In the data below, how many lines contain the string "stone"? Reply with the number only.

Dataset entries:
※

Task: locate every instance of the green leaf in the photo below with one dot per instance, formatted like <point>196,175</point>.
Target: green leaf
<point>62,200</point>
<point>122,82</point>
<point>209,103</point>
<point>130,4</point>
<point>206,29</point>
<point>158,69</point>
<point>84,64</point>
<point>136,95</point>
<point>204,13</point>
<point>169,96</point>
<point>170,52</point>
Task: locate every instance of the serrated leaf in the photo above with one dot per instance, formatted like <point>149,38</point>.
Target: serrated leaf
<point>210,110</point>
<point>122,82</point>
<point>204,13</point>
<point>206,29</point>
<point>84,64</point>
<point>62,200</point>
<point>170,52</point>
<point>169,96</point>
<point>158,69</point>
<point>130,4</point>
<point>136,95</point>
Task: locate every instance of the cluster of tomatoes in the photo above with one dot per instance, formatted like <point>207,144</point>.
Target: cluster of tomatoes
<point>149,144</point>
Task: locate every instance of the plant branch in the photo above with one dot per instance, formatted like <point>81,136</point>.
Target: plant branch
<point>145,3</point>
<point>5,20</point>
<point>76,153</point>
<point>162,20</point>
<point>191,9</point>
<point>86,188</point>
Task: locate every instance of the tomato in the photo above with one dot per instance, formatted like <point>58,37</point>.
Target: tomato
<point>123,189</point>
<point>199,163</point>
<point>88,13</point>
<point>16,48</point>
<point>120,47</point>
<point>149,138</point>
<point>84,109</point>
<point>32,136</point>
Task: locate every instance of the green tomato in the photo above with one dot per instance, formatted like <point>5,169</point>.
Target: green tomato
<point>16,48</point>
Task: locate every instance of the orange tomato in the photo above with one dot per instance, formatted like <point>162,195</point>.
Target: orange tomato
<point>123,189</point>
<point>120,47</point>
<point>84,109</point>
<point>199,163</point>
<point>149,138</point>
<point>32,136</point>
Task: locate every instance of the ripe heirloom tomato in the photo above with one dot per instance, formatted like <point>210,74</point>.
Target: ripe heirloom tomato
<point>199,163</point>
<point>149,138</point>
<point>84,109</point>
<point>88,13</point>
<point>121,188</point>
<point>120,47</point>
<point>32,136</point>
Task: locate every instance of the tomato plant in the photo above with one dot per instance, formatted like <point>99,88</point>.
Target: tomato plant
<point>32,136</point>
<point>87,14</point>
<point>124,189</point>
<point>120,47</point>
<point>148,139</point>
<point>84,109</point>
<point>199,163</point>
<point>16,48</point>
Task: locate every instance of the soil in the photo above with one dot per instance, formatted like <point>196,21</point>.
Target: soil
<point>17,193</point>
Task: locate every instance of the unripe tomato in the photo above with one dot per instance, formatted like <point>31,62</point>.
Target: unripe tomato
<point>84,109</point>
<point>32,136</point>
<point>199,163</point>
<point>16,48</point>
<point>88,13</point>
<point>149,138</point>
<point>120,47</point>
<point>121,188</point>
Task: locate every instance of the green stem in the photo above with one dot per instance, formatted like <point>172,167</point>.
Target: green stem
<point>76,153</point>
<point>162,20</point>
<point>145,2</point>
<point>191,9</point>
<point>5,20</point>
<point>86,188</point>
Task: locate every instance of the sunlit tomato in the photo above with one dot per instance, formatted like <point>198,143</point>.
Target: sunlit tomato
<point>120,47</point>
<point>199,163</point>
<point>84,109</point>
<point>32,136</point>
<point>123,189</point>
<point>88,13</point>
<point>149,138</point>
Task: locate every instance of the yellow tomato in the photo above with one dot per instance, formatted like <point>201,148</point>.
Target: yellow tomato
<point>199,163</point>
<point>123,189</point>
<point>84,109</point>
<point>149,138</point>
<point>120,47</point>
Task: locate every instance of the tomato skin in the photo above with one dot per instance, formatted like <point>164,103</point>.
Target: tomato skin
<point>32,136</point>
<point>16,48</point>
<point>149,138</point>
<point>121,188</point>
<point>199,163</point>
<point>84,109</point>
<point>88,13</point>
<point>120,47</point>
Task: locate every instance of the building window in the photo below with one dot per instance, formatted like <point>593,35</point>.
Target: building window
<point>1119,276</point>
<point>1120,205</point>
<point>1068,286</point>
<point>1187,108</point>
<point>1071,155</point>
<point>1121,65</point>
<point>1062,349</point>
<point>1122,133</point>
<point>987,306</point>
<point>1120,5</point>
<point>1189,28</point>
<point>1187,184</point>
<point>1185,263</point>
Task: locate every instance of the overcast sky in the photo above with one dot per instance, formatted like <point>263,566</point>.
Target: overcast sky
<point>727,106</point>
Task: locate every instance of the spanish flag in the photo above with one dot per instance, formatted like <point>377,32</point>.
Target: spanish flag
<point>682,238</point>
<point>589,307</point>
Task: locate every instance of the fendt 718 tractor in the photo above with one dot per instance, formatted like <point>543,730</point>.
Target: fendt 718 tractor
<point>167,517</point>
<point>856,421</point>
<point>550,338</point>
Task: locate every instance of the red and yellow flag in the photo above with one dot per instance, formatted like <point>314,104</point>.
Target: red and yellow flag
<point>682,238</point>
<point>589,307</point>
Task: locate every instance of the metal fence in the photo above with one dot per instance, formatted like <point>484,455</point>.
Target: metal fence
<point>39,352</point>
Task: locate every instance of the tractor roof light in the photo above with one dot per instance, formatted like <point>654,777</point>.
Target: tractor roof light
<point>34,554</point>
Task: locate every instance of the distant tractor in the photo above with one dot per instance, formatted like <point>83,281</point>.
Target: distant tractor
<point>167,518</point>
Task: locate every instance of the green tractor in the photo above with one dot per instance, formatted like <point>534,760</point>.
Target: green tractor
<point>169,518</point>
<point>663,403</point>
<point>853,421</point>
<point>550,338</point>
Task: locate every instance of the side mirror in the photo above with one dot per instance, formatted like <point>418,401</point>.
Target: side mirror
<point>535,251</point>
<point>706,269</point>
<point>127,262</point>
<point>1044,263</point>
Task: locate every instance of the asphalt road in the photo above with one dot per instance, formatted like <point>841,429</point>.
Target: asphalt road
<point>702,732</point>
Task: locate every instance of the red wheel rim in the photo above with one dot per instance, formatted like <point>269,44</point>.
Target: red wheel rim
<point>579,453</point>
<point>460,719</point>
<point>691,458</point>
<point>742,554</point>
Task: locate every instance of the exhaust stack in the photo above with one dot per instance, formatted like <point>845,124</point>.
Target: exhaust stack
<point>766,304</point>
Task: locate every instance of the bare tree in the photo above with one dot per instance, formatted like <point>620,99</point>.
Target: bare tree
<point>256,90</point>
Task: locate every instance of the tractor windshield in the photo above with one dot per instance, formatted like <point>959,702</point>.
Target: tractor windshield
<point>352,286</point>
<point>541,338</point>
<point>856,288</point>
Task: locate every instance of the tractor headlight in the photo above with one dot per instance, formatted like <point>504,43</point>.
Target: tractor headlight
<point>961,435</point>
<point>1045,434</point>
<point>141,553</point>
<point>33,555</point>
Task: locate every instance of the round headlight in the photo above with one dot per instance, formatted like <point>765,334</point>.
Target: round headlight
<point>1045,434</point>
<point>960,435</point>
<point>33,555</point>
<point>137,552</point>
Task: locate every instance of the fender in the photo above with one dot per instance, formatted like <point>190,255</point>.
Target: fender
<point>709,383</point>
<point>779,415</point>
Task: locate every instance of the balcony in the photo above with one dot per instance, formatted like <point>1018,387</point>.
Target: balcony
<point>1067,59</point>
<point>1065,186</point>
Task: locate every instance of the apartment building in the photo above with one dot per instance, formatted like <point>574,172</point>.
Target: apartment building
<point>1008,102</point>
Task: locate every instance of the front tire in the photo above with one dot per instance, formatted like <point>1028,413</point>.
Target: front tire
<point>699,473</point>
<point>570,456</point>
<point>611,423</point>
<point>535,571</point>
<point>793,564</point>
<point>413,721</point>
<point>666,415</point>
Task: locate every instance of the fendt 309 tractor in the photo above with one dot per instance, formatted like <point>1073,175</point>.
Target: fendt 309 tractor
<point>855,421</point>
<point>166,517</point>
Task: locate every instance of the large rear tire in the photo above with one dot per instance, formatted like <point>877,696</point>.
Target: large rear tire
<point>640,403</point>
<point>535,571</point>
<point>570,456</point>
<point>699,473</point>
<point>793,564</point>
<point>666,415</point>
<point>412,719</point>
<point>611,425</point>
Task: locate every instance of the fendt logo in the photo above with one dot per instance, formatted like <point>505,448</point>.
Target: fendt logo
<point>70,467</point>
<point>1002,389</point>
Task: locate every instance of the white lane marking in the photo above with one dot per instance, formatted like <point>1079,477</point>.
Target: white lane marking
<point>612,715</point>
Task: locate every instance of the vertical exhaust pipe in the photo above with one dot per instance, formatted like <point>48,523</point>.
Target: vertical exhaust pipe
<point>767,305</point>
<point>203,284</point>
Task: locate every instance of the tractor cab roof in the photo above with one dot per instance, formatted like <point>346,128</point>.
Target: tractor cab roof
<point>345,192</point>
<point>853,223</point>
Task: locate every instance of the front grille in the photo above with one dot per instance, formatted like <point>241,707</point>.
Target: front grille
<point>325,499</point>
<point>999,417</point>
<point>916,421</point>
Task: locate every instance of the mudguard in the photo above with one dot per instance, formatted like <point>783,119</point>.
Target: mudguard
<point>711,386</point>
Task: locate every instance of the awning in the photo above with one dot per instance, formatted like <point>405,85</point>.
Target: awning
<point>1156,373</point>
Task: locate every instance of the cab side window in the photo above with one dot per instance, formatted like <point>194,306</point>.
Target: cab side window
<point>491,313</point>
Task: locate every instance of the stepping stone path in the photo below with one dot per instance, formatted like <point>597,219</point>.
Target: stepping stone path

※

:: Written response ::
2